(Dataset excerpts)
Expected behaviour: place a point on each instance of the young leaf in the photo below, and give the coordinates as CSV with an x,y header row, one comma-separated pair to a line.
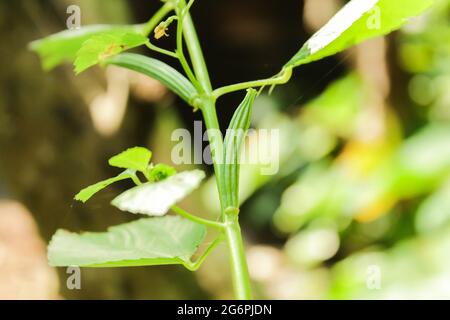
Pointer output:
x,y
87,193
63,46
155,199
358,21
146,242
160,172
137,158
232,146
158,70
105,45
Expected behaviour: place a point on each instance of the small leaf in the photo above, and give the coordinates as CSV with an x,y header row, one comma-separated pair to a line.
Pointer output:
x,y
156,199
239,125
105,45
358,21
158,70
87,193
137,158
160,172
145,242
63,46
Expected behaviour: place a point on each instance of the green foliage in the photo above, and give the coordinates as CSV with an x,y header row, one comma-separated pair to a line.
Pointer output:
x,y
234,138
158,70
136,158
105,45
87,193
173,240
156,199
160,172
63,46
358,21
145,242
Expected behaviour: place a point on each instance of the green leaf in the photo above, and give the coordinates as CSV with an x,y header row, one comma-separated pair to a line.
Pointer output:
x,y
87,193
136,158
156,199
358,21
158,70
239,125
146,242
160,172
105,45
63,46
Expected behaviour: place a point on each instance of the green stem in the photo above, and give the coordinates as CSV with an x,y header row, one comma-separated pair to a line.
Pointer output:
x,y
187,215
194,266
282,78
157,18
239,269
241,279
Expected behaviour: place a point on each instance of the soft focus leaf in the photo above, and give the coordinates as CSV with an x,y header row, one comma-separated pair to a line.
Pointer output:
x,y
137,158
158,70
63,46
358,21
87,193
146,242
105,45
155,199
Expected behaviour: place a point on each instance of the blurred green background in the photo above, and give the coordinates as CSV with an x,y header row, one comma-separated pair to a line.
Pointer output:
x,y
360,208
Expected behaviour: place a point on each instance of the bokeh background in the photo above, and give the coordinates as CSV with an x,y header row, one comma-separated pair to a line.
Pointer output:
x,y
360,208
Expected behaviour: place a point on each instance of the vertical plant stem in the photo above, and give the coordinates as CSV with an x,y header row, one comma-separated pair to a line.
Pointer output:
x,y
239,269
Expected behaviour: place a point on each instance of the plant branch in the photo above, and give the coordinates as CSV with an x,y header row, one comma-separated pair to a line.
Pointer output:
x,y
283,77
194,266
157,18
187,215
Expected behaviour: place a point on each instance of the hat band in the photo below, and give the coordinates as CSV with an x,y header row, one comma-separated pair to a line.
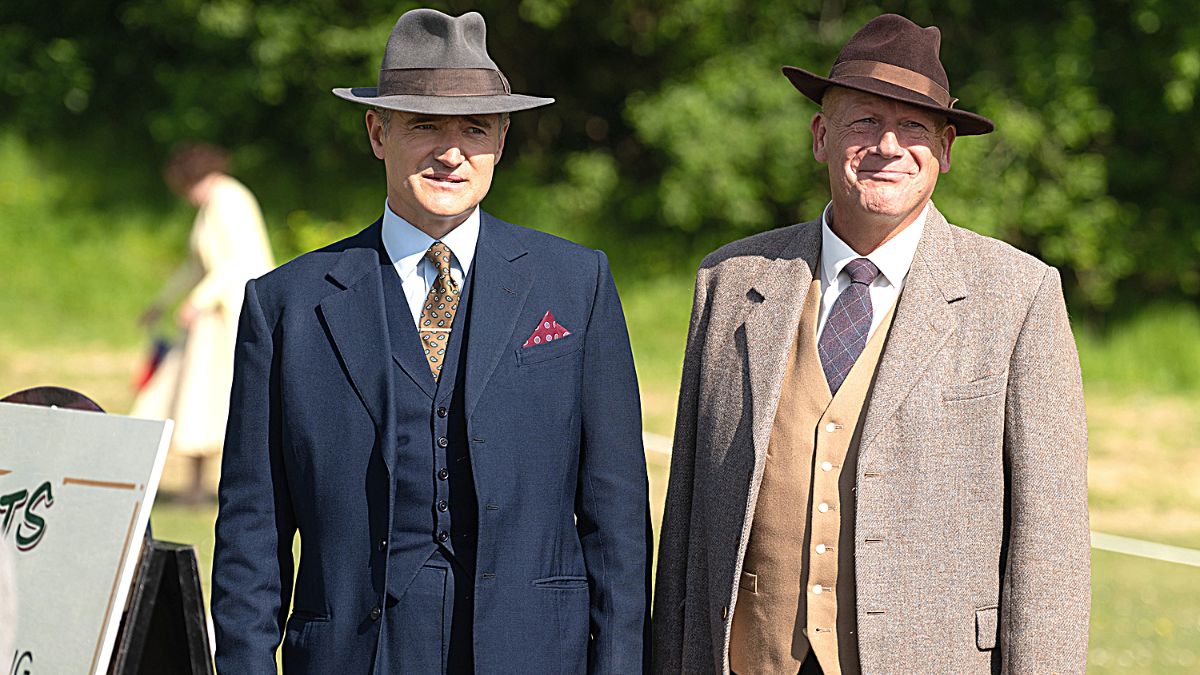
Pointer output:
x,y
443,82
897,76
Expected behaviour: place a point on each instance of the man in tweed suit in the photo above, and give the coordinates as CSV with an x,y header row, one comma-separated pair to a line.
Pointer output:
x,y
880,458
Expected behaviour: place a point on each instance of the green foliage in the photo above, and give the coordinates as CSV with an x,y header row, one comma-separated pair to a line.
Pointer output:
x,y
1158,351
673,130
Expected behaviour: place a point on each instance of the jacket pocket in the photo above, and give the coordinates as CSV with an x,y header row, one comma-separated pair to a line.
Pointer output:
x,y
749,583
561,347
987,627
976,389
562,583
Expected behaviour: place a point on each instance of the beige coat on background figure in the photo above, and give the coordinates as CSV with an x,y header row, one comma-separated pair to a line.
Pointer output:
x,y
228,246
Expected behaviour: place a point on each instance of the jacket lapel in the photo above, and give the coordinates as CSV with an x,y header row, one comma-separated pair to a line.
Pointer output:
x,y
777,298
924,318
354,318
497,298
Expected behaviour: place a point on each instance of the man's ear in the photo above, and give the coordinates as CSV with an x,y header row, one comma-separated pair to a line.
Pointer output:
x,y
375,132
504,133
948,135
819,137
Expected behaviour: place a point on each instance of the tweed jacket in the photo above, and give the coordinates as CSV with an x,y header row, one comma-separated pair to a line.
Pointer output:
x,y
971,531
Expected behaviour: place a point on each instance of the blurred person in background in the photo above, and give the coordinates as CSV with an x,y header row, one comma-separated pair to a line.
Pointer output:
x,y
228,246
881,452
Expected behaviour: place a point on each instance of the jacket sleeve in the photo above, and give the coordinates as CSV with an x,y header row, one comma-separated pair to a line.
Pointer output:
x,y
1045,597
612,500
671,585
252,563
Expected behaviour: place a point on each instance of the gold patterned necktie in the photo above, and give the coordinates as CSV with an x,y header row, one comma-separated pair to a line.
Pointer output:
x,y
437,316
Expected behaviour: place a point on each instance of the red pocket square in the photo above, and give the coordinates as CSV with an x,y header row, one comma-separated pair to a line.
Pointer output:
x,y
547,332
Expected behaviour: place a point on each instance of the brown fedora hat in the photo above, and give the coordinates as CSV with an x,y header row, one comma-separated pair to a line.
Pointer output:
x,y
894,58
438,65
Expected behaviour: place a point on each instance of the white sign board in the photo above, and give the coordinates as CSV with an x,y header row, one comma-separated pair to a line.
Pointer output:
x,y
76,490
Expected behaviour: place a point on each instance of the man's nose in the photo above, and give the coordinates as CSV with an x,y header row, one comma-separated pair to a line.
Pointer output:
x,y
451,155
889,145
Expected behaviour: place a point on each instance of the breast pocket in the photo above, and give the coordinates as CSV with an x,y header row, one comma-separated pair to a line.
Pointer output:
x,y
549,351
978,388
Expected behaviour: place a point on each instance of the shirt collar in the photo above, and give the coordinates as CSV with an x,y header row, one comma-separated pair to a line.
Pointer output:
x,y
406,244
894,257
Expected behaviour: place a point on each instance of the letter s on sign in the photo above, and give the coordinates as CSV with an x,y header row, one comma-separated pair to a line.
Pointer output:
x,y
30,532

#### Your goal:
Across the data, tally the lines containing "jacket" and give back the number alone.

#### Response area:
4